▸ **Sağlanan alıntı**:

Örneğin, Helsinki yirmi yıl içinde otomobilsiz kent olma hedefini önüne koymuştur. Benzer şekilde toplu taşım yöntemlerini, bisiklet otobanlarını tartışan, ulaşım planlamasında önemli mesafeler kat eden kentler bulunmaktadır. Açıkçası, sıkışıklık harcı yirmi yıl öncesinin bir uygulamasıdır ve çözüm olarak değerlendirilmekten çoktan çıkmıştır.

Türkiye’de sıkışıklık harcı uygulanmalı mı? 

Ulaşım ve trafikte kentsel büyüme ve gelişme süreçlerine bağlı olarak yapısal sorunları olan Türkiye, esas olarak köklü ve yapısal önlemler almak durumundadır. Bu önlemlerin ulaşım ve kent plancılarının bilimsel tespitlere dayalı olarak ortaya koydukları, sağlıklı ulaşım planlamasına ve akılcı ulaşım yatırımlarına, yaşanabilir kentler için planlamaya dayalı olarak kent merkezlerini etkin toplu taşıma ve yaya ağırlıklı hale getirme, ulaşımda enerji verimliliğini arttırma, işyeri konut seyahat sürelerini ve mesafelerini azaltma odaklı olduğu uzun zamandır bilinen bir gerçektir.

▸ **Verilen bilgiler**:
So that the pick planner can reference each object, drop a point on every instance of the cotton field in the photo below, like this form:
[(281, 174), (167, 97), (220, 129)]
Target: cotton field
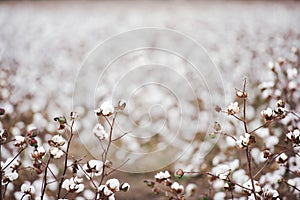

▸ **Yapılacak görevler**:
**1.** Sıkışıklık harcı üzerine metne göre şu soruları yanıtlayın:
(a) Helsinki önüne hangi hedefi koymuştur?
(b) Sıkışıklık harcı ne zamanın uygulaması olarak anılıyor?
(c) Türkiye esas olarak ne tür önlemler almak durumundadır?
**2.** Sıkışıklık harcı üzerine metni son cümlesinden sonra sürdürün.

▸ **Alıştırma sonuçları**:
**1.**
(a) Yirmi yıl içinde otomobilsiz kent olmayı.
(b) Yirmi yıl öncesinin.
(c) Köklü ve yapısal önlemler.

**2.**
Bu sorunların yanı sıra Türkiye kısa dönemli bir önlem ve yerel yönetimlerin kaynak sorununa yanıt olmak üzere bir pansuman tedbir olarak sıkışıklık harcını uygulayabilir. Ancak, bu uygulamanın dayandırılması gereken temel bazı ön koşullar olduğu görülmektedir:

  • Sıkışıklık harcı uygulaması ulaşım planı ile bir bütün olarak uygulanmalıdır. Ulaşım planında sağlıklı bir yere oturtulmayan uygulama bekleneni veremeyebilir.
  • Uygulamada kentin yerleşik dokusu dikkate alınmalıdır. Bilgisayar modelleri ile kullanılabilecek alternatif yolların varlığı ve oluşacak fazladan trafik yükü hesaplanmalıdır. Aksi takdirde beklenmeyen zincirleme tıkanıklıklar yeni popülist yol yatırımlarına sebep olabilir. Bu da kamu kaynaklarının israfına sebep olabilir.
  • Türkiye ve kentler, sıkışıklık harcı gibi kısa vadeli çözümlerin yanı sıra çevre, kentsel yaşanabilirlik ve sağlıklı kent merkezlerinin gelişimi gibi konuları öne çıkaran köklü, yaratıcı ve yenilikçi ulaşım çözümlerini de gündeme almalı ve desteklemelidir. Yenilenebilir enerjilerin kullanımı yayalık ve bisiklet yolları, akılcı toplu taşım yatırımları popülist yol yatırımlarının önüne geçmelidir.

Doç. Dr. Savaş Zafer Şahin, Atılım Üniversitesi, İşletme Fakültesi

Kaynaklar:

  • Congestion Taxes in City Traffic : Lessons Learnt from the Stockholm Trial. Lund, US: Nordic Academic Press, 2009. ProQuest ebrary. Web. 3 October 2016.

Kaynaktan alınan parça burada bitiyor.